* _WORK TO BE COMPLETED_:
Transcribe the article on reclaiming Sabbath in full, reproducing every line word for word.

* _SELECTED PASSAGE_:
Reclaiming Sabbath in the middle of the chaos
Key points:
- Rest has spiritual value of its own, echoing the biblical pattern of Sabbath rather than needing to be earned through busyness.
- Faith often surfaces naturally in slower moments, at the dinner table, in a child’s sudden question, or during an unhurried afternoon.
- Families don’t need a packed schedule or perfect holiday, even a few hours of intentional slowing down can make room for connection and presence.
We spend the school term counting down to a break. Then the break arrives, and we fill it up all over again.
Day trips, activities, screen time limits, the pressure to make memories. It’s meant to be a pause, but for a lot of parents, it doesn’t always feel like one.
What if the point of the holidays wasn’t to fit more in
What if, instead of packing the holidays out, the real point was to slow down.
It’s an idea as old as Genesis. After six days of creating the world, God rested on the seventh, not because He needed to, but to show that rest itself has value. It isn’t a gap between the important things; it is an important thing.

* _DATA PROVIDED_:
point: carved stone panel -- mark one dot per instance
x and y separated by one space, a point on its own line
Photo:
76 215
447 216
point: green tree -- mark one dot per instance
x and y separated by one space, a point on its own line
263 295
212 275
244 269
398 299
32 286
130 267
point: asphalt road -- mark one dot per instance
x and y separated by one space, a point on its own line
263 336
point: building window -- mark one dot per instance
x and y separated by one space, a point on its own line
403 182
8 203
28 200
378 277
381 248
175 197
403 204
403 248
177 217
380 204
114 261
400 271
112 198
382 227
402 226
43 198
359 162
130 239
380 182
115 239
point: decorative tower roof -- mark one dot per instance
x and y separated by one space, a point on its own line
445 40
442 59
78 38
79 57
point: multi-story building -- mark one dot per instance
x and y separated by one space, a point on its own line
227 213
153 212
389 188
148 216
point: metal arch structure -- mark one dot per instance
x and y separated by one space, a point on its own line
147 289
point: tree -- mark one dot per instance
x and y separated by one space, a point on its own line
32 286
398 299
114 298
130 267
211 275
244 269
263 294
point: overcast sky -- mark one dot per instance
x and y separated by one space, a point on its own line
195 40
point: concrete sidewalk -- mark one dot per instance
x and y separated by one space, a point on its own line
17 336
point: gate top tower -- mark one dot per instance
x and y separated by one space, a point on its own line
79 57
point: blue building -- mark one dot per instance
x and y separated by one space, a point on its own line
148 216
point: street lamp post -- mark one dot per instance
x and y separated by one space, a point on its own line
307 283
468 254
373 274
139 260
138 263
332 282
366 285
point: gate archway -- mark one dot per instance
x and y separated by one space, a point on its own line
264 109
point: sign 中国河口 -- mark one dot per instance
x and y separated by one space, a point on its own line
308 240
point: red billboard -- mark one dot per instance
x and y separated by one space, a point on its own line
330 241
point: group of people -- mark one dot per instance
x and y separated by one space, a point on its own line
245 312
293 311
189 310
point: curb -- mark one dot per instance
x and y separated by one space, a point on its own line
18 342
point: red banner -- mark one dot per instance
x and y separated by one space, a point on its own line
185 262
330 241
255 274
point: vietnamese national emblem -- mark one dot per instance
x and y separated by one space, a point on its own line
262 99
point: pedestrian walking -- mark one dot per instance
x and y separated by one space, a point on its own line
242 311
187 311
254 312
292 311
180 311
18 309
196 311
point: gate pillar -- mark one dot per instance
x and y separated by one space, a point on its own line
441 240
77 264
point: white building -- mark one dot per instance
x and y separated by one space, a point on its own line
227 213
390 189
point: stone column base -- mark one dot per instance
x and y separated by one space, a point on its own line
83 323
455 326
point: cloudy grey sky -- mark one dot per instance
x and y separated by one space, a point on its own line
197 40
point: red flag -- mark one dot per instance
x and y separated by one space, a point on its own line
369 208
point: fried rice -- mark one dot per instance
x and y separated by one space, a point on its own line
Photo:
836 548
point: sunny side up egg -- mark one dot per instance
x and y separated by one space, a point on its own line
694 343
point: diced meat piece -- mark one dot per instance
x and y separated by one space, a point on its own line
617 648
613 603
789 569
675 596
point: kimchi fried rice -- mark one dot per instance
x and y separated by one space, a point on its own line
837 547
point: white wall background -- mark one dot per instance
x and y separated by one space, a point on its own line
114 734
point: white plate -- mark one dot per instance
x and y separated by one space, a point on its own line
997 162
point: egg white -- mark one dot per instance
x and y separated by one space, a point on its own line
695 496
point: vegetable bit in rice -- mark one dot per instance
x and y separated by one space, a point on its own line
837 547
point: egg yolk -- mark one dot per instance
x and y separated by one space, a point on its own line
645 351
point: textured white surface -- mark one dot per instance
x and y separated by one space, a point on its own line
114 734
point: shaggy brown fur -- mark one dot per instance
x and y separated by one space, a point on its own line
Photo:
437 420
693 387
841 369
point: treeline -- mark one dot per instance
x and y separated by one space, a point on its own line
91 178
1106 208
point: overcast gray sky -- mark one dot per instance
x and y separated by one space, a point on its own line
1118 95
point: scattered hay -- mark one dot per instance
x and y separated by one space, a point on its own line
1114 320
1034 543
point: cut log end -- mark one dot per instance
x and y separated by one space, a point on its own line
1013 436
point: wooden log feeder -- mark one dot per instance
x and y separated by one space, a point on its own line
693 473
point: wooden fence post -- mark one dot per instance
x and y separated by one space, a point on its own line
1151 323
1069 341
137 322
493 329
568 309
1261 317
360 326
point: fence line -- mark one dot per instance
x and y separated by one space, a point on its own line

* _RESULT FOR THIS TASK_:
Reclaiming Sabbath in the middle of the chaos
Key points:
- Rest has spiritual value of its own, echoing the biblical pattern of Sabbath rather than needing to be earned through busyness.
- Faith often surfaces naturally in slower moments, at the dinner table, in a child’s sudden question, or during an unhurried afternoon.
- Families don’t need a packed schedule or perfect holiday, even a few hours of intentional slowing down can make room for connection and presence.
We spend the school term counting down to a break. Then the break arrives, and we fill it up all over again.
Day trips, activities, screen time limits, the pressure to make memories. It’s meant to be a pause, but for a lot of parents, it doesn’t always feel like one.
What if the point of the holidays wasn’t to fit more in
What if, instead of packing the holidays out, the real point was to slow down.
It’s an idea as old as Genesis. After six days of creating the world, God rested on the seventh, not because He needed to, but to show that rest itself has value. It isn’t a gap between the important things; it is an important thing.